- **TEXT PASSAGE**:
# AW 4 Gear Rel 1



## Omega (Jan 14, 2000)

This is so cool, check out MotorCity Toyz home page. It has pictures of the Tom Daniel Baja Bandito and the S'Cool Bus plus the AW Semi Rel 1 trucks.

:woohoo::woohoo::woohoo::woohoo:

Dave


----------



## 1976Cordoba (Sep 20, 2000)

Someone link me


----------



## JordanZ870 (Nov 25, 2004)

1976Cordoba said:


> Someone link me


here ya go, Doba!

http://www.motorcitytoyz.com/


----------



## grungerockjeepe (Jan 8, 2007)

These look pretty cool, Ill be getting the 4-gear guys for sure. The semis, dunno yet. Ive got a grip of Tyco semis so dont really need more, unless its to grab that tanker trailer and adapt it to one of those.


----------



## roadrner (Jul 21, 1999)

:thumbsup::thumbsup: Bring 'em on.  rr


----------



## noddaz (Aug 6, 1999)

*I dunno...*

four gears + Auto World..

I dunno...


----------



## grungerockjeepe (Jan 8, 2007)

dunno why not. The SIII has some issues but the XTs for the most part run real well. The only thing that concerns me is will they be able to make those big honkin rear tires so theyre not lopsided.


----------



## Bill Hall (Jan 6, 2007)

noddaz said:


> four gears + Auto World..
> 
> I dunno...


Hahahahahahahaha! Hopefully they addressed the gear rack issues of previous offerings.:freak:

I'm kinda with Jeeper though, cross yer fingers that they get the wheels and tires straight. There's nuthin worse than a lumped up four gear with a bad gear rack...except maybe the three gear version. 

...er ....I mean these are gonna be great! :woohoo: 

I plan to collect them all and trade with my friends. :thumbsup:

Hey Nuther, wanna go halvsies?


----------



## SplitPoster (May 16, 2006)

The VW Bandito looks like the most interesting one of the bunch - but on a 4 gear chassis doesn't that end up somewhere around 1: 50-55 scale? I like the t jet size VW van better, wish this one fit that or even a slimline. I didn't like the S'cool bus concept when I was 10, doesn't appeal to me now either..... trapped on a smelly bus for too many hours as a child, no nostalgia there. 

The original 4 gears I have are no big thrill to run. I guess I just don't get it, and I suppose I never will.


----------



## grungerockjeepe (Jan 8, 2007)

joez870 said:


> here ya go, Doba!
> 
> http://www.motorcitytoyz.com/


Just noticed a couple things when you click this link, scroll down to the hobby expo preproduction pics:


A: 3rd from the bottom is a mockup of a cop version of the new Charger. This rocks, just what I was hoping for!

B:2nd from the bottom, check out those cars. Looks like a mid-late 70's Firebird, old skool chally/cuda, and maybe a torino/cyclone. But look at the scale vs those cubed T-jets in the background. Is AW getting into 1:32 scale slots also?


----------



## motorcitytoyz (Oct 11, 2002)

- **SUPPLIED INFORMATION**:
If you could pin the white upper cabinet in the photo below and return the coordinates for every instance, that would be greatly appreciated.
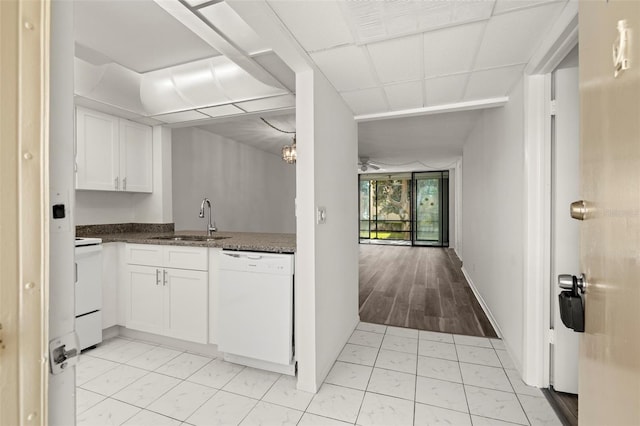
(136, 157)
(98, 151)
(113, 154)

- **TASK LIST**:
- 1) In the forum thread about the Auto World 4 Gear release above, which posters quote an earlier post inside their own reply? List their usernames.
- 2) Shorten the SplitPoster paragraph in the Auto World 4 Gear thread above that begins "The VW Bandito looks like the most interesting one," keeping its main points.
- 3) Extend the Auto World 4 Gear thread above by writing the post from motorcitytoyz, whose header ends the thread.

- **WRITTEN ANSWERS**:
- 1) JordanZ870, Bill Hall, grungerockjeepe

- 2) The VW Bandito is the most interesting of the set, but on a 4 gear chassis it would come out around 1:50–55 scale. The poster prefers the T-jet-size VW van and wishes this one matched that size or a slimline. The S'cool bus concept didn't appeal to the poster at age 10 and still doesn't, because of long hours on a smelly school bus as a child.

- 3)
*AW 1:32 scale slot cars, YES!!! They are coming in the future*



grungerockjeepe said:


> Just noticed a couple things when you click this link, scroll down to the hobby expo preproduction pics:
> 
> 
> A: 3rd from the bottom is a mockup of a cop version of the new Charger. This rocks, just what I was hoping for!
> ...


 
AW did show three 1:32 scale slot cars during the 2007 Hobby Expo in Chicago. The photo is on my home page at www.motorcitytoyz.com and shown is a Dodge Challenger, Plymouth Cuda and Pontiac Firebird. No further info has yet been released but when it is, I will have it on my site asap. I can say that the samples were highly detailed inside and out. Very Detailed!!!

Jeff


----------



## grungerockjeepe (Jan 8, 2007)

Good news for the 1/32 crowd I guess. Wish we could get some better, upclose shots of those tables though. Theres lots of prototype goodies right there, just cant see all of them or theyre too tiny.


----------



## tjd241 (Jan 25, 2004)

*errr... I dunno either....*



Bill Hall said:


> Hey Nuther, wanna go halvsies?


:drunk: Which 2 gears do I get? nd


----------



## motorcitytoyz (Oct 11, 2002)

grungerockjeepe said:


> Good news for the 1/32 crowd I guess. Wish we could get some better, upclose shots of those tables though. Theres lots of prototype goodies right there, just cant see all of them or theyre too tiny.


I took great shots of all the prototypes that AW had on display. All were in the glass cases....everything else was just the normal releases on display plus the Dukes of Hazzard track set.

If you go into my HobbyTalk Album, you will find ALL the images that includes everything that was shown at the show. Has been there since Oct 2007.... I will also be uploading them to my sites home page too.


----------



## grungerockjeepe (Jan 8, 2007)

motorcitytoyz said:


> I took great shots of all the prototypes that AW had on display. All were in the glass cases....everything else was just the normal releases on display plus the Dukes of Hazzard track set.
> 
> If you go into my HobbyTalk Album, you will find ALL the images that includes everything that was shown at the show. Has been there since Oct 2007.... I will also be uploading them to my sites home page too.


Ok, I think Ive seen those once before, just forgot. There's some killer stuff coming out. Wonder how those Tyco re-pops are going to pan out. The swb cars like the Chaparral, funny bug and funny VW should adapt to the X-traction chassis pretty easily but the trick truck and funny pinto wont. Guess those would get either the 4-gear or the dreaded SIII. Wonder if TL is planning on redoing a tyco chassis as well? If only we could see the undersides of those bodies.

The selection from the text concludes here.